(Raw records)
▽
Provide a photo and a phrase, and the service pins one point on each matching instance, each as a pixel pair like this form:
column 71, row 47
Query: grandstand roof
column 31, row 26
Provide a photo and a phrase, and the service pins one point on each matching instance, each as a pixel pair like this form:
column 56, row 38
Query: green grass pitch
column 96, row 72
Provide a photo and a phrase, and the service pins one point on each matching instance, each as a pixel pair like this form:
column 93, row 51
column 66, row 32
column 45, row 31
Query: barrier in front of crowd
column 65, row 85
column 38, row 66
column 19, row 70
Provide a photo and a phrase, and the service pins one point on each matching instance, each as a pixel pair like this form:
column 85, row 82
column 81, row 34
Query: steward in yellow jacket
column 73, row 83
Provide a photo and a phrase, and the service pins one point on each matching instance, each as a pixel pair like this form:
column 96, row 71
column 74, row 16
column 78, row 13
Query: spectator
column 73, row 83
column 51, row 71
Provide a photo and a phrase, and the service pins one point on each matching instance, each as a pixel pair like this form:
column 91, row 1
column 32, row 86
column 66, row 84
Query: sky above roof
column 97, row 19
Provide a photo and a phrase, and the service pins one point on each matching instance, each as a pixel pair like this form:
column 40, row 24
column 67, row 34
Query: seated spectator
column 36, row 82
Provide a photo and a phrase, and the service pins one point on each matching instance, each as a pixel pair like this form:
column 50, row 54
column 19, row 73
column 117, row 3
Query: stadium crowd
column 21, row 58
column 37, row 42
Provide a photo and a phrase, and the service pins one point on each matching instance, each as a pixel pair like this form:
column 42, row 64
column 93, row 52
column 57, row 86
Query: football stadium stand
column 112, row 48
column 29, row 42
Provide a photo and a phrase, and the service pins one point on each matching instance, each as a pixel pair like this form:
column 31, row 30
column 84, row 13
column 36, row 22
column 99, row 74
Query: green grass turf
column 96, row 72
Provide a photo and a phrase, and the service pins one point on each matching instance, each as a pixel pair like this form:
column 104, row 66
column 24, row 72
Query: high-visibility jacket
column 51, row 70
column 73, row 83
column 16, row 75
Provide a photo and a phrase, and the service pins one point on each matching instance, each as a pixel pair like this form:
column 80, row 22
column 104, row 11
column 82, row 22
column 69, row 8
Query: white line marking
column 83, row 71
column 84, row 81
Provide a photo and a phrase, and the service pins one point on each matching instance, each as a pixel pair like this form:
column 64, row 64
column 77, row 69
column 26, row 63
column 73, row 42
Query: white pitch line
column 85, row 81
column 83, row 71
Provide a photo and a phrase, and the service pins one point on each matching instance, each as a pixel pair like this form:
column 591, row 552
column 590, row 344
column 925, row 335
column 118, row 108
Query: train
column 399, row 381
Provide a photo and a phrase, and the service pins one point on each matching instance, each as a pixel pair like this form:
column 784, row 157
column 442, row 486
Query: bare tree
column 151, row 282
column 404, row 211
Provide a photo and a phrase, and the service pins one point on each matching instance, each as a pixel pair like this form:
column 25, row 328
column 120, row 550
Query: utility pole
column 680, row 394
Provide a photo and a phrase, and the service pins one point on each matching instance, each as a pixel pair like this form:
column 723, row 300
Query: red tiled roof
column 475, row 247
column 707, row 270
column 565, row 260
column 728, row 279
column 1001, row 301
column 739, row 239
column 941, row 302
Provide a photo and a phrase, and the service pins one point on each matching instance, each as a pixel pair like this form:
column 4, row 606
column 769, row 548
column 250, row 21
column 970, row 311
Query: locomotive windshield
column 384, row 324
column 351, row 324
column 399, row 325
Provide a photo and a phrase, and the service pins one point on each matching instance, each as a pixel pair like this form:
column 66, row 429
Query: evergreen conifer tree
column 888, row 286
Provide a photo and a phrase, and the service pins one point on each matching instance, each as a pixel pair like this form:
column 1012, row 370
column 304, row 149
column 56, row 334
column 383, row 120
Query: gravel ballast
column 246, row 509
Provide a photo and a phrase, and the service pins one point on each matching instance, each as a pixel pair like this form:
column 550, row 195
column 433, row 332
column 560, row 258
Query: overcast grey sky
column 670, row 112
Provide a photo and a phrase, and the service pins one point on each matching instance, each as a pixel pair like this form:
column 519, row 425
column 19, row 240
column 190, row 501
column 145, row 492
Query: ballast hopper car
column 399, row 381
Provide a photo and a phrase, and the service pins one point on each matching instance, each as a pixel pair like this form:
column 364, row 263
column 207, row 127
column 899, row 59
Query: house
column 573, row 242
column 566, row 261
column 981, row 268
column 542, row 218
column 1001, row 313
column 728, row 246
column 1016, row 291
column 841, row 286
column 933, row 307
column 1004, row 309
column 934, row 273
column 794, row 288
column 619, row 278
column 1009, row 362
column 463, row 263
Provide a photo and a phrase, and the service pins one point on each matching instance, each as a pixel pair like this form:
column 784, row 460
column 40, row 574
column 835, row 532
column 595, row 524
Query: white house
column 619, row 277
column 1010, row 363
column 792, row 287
△
▸ **Aim of the task**: Rewrite all the items above, replacing "Query" with "Search phrase" everywhere it occurs and leaving everything else unchanged.

▸ **Task response**:
Provide a photo and a phrase, and the service pins one point on each matching instance, each as a pixel pair like this form:
column 71, row 47
Search phrase: grandstand roof
column 31, row 26
Provide a photo and a phrase, and the service pins one point on each matching instance, each as a pixel pair like this form:
column 56, row 38
Search phrase: green grass pitch
column 96, row 72
Provide a photo and a phrase, and the service pins one point on each matching instance, each as a pixel pair like this form:
column 93, row 51
column 66, row 32
column 45, row 31
Search phrase: barrier in front of crowd
column 65, row 85
column 38, row 66
column 19, row 70
Provide a photo and a phrase, and the service pins one point on each matching instance, each as a pixel pair like this form:
column 85, row 82
column 81, row 34
Search phrase: steward in yellow jacket
column 73, row 83
Provide a photo and a phrase, and the service pins one point on each matching instance, each as a pixel pair like this form:
column 96, row 71
column 74, row 16
column 78, row 13
Search phrase: spectator
column 73, row 83
column 51, row 71
Provide a photo and a phrase, and the service pins one point on each matching instance, each as a pixel pair like this form:
column 91, row 1
column 32, row 86
column 66, row 84
Search phrase: sky above roof
column 97, row 19
Provide a photo and a phrase, and the service pins one point on each matching instance, each as a pixel pair like this form:
column 40, row 24
column 67, row 34
Search phrase: seated spectator
column 36, row 82
Provide a photo and a phrase, and the service pins one point on each matching instance, each as a pixel pair like this form:
column 50, row 54
column 19, row 73
column 117, row 3
Search phrase: stadium crowd
column 21, row 58
column 37, row 42
Provide a photo and a phrase, and the service pins one point on each matching instance, each as a pixel pair like this form:
column 42, row 64
column 93, row 52
column 57, row 86
Search phrase: football stadium stand
column 112, row 48
column 29, row 42
Provide a photo and a phrase, and the service pins one point on each matching instance, each as a pixel pair like this form:
column 31, row 30
column 84, row 13
column 36, row 22
column 99, row 74
Search phrase: green grass turf
column 96, row 72
Provide a photo and a phrase, and the service pins one point on each matching instance, each as a pixel pair like this form:
column 104, row 66
column 24, row 72
Search phrase: high-visibility jacket
column 51, row 70
column 73, row 83
column 16, row 75
Provide a photo and a phrase, and the service pins one point on each matching instance, each as a pixel pair like this form:
column 80, row 22
column 104, row 11
column 82, row 22
column 69, row 8
Search phrase: white line marking
column 83, row 71
column 84, row 81
Provide a photo and a phrase, and the service pins one point on each matching instance, each as a pixel pair like this form:
column 64, row 64
column 77, row 69
column 26, row 63
column 73, row 42
Search phrase: white pitch line
column 85, row 81
column 83, row 71
Provide a photo and a phrase, and the service pins one point on each matching instance, each as a pixel pair like this form:
column 591, row 552
column 590, row 344
column 925, row 335
column 118, row 108
Search phrase: train
column 399, row 381
Provide a photo and a phrase, and the service pins one point on each matching instance, each as a pixel pair like this form:
column 784, row 157
column 442, row 486
Search phrase: bare tree
column 151, row 282
column 404, row 211
Provide a photo and a phrase, and the service pins one point on each matching instance, each as a pixel pair like this form:
column 25, row 328
column 120, row 550
Search phrase: utility pole
column 680, row 394
Provide a photo and a phrase, and the service pins one point on each matching instance, each as a pixel pair like this form:
column 723, row 300
Search phrase: red tiled roof
column 475, row 247
column 707, row 270
column 565, row 260
column 728, row 279
column 1001, row 301
column 739, row 239
column 941, row 302
Provide a photo and a phrase, and the service pins one point on each matching instance, each as a pixel pair like this form:
column 4, row 606
column 769, row 548
column 250, row 21
column 970, row 311
Search phrase: locomotive windshield
column 384, row 324
column 351, row 324
column 399, row 325
Provide a photo and a phrase, and the service pins one point on each matching instance, each as a pixel pair like this form:
column 66, row 429
Search phrase: evergreen conifer tree
column 888, row 286
Provide a photo and a phrase, and the service pins one point on each matching instance, each as a pixel pair like this form:
column 1012, row 370
column 304, row 149
column 56, row 334
column 383, row 120
Search phrase: gravel ballast
column 246, row 509
Provide a photo and a phrase, and the service pins one point on each matching instance, each as a pixel pair like this form:
column 550, row 195
column 433, row 332
column 560, row 258
Search phrase: overcast grey sky
column 670, row 112
Provide a photo and a phrase, and the service pins one point on each matching instance, each as a pixel pair like this form:
column 519, row 425
column 19, row 240
column 190, row 501
column 145, row 492
Search phrase: ballast hopper car
column 399, row 381
Provide a photo and a phrase, and the service pins one point on each matching instance, each as a pixel pair like this form:
column 364, row 263
column 207, row 127
column 899, row 59
Search phrase: house
column 573, row 242
column 566, row 261
column 981, row 268
column 542, row 218
column 1001, row 313
column 728, row 246
column 1016, row 291
column 841, row 286
column 933, row 307
column 1004, row 309
column 934, row 273
column 794, row 288
column 619, row 278
column 1009, row 362
column 463, row 263
Provide a photo and a phrase, and the service pins one point on each matching instance, each as a pixel pair like this form:
column 784, row 460
column 40, row 574
column 835, row 532
column 595, row 524
Search phrase: white house
column 619, row 277
column 1010, row 363
column 792, row 287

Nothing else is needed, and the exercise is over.